• Task directions:
Copy exactly, and only, the lines from the one containing "of the door" through the last line of the records below.

(Stored records)
★ ★ ★

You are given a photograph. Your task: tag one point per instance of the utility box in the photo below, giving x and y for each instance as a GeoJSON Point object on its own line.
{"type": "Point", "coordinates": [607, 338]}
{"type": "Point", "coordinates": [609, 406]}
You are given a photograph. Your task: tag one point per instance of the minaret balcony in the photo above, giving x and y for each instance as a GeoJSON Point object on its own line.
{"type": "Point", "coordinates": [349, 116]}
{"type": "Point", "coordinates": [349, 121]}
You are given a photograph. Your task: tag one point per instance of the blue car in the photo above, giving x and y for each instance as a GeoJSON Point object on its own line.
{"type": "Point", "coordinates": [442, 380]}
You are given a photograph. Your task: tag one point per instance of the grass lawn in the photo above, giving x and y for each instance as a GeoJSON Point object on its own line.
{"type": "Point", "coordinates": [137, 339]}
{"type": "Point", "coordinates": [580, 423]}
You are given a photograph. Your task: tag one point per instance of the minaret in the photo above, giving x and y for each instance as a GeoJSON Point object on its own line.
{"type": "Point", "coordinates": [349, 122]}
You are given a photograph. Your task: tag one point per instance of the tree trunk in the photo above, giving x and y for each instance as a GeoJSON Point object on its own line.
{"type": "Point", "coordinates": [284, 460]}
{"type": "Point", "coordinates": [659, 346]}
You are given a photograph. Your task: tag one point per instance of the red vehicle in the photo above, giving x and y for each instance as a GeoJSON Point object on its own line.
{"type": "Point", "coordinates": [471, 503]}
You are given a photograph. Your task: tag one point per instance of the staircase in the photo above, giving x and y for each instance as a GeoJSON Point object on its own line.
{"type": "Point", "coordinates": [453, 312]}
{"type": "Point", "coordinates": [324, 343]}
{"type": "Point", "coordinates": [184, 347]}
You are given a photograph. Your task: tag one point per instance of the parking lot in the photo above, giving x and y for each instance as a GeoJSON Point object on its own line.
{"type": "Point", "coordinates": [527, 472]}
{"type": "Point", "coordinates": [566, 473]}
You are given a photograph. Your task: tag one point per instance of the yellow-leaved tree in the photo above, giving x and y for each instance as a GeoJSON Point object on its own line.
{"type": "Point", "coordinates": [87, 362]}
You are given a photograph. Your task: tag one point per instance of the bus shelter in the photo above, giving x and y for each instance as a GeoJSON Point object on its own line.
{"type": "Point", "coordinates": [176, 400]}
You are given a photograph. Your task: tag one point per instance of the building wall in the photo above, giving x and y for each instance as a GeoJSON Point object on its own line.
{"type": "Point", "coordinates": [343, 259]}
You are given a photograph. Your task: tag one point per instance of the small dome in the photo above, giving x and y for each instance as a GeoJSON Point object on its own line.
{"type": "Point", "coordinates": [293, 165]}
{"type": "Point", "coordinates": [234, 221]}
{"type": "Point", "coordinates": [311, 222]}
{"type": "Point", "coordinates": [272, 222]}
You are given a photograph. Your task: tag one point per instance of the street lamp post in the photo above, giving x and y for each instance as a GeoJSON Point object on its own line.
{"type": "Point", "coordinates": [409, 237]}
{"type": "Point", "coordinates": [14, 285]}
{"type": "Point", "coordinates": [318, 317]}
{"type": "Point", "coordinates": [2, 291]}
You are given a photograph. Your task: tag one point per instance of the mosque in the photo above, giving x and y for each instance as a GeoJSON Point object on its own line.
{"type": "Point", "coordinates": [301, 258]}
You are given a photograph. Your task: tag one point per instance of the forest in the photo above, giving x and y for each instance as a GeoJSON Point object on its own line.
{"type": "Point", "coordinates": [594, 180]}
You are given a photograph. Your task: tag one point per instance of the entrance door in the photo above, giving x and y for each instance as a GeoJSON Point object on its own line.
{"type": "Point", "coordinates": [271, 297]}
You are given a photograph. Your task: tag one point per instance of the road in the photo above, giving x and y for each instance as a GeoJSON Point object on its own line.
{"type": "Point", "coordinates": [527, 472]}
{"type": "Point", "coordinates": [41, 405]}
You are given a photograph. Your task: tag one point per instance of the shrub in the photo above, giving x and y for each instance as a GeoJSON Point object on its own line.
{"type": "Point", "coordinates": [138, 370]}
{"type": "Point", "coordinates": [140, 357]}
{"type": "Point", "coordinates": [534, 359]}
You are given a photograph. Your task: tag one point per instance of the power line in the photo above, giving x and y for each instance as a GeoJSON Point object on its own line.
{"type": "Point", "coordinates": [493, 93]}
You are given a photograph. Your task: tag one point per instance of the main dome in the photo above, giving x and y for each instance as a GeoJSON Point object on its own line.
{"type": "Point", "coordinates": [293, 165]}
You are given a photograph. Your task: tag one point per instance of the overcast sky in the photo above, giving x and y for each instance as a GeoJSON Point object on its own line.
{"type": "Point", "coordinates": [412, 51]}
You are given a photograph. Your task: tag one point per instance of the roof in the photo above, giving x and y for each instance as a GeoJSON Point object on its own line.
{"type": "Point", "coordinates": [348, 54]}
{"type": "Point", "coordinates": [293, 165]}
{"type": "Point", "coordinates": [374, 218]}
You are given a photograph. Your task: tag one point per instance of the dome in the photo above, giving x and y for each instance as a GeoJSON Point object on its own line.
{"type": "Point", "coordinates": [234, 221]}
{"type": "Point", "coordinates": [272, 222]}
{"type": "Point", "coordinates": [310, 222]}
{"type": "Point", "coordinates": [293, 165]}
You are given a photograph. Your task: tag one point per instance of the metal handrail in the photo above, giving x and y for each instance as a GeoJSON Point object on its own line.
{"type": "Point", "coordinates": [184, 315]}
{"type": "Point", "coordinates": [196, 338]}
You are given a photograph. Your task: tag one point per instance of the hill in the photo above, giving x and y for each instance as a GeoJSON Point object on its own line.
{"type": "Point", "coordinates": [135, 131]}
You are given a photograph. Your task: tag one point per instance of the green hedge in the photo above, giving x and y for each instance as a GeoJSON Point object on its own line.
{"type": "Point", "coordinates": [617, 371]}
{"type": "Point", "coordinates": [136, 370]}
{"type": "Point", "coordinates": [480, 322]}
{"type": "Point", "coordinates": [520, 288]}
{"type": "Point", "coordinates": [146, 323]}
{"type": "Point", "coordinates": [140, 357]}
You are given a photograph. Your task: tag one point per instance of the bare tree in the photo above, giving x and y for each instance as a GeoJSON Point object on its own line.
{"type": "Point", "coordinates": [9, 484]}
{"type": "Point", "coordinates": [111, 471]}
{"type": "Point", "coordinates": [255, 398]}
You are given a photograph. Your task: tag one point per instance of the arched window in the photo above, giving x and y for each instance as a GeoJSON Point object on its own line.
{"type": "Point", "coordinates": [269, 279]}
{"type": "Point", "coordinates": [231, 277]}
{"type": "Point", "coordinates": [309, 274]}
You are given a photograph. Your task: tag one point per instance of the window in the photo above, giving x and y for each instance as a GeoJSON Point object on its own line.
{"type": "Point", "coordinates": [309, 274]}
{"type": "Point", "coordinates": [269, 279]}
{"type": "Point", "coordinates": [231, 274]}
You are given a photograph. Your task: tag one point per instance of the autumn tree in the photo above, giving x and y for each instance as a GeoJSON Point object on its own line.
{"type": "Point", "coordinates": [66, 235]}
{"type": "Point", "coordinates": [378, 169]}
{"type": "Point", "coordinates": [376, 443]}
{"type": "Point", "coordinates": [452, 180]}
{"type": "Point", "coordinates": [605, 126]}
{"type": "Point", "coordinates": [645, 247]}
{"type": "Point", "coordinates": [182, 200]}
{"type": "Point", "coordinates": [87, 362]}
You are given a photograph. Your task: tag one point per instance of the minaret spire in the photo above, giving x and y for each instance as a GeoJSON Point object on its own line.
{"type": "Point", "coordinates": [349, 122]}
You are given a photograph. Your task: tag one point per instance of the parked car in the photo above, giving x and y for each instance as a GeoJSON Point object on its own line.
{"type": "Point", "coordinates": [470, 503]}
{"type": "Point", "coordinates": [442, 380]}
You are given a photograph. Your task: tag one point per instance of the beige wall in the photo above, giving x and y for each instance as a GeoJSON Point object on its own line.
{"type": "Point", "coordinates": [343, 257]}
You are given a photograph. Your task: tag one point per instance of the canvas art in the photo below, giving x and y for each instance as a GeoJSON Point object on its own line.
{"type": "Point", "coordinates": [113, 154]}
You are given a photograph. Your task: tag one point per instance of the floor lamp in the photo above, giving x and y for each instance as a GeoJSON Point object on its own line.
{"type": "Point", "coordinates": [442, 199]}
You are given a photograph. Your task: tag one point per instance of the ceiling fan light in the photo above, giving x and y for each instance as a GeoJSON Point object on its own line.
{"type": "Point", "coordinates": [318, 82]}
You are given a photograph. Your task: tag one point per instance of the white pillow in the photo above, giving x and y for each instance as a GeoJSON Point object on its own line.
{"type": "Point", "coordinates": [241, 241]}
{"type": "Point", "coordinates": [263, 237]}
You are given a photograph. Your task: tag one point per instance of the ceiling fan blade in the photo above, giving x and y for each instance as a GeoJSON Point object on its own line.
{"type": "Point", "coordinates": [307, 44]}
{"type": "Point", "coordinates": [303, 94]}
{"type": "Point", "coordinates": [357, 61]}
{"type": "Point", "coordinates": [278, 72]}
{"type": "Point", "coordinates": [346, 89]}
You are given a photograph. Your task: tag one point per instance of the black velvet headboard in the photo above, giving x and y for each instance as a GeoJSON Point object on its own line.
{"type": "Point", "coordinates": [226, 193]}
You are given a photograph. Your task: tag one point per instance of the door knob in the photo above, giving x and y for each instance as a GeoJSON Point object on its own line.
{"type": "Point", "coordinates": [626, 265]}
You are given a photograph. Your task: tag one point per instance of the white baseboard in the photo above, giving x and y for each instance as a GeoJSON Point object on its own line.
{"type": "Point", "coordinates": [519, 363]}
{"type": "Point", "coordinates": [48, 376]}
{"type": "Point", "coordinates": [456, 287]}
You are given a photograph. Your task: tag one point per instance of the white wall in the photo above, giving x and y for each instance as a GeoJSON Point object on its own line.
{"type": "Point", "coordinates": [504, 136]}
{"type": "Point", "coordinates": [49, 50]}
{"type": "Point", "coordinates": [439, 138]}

★ ★ ★

• Exercise result:
You are given a photograph. Your task: tag one point per instance of the door knob in the photo above, giving x and y for each instance as a GeoJSON Point object on its own line.
{"type": "Point", "coordinates": [626, 265]}
You are given a photograph. Your task: tag one point per instance of the white baseboard in the photo above, giving x and y for each instance as a GeoJSON Point object on its own line.
{"type": "Point", "coordinates": [519, 363]}
{"type": "Point", "coordinates": [48, 376]}
{"type": "Point", "coordinates": [456, 287]}
You are given a photograph. Your task: tag one point per instance of the white wall in the photo above, giving x and y for each instance as a GeoJSON Point object on its own line.
{"type": "Point", "coordinates": [504, 136]}
{"type": "Point", "coordinates": [49, 50]}
{"type": "Point", "coordinates": [439, 138]}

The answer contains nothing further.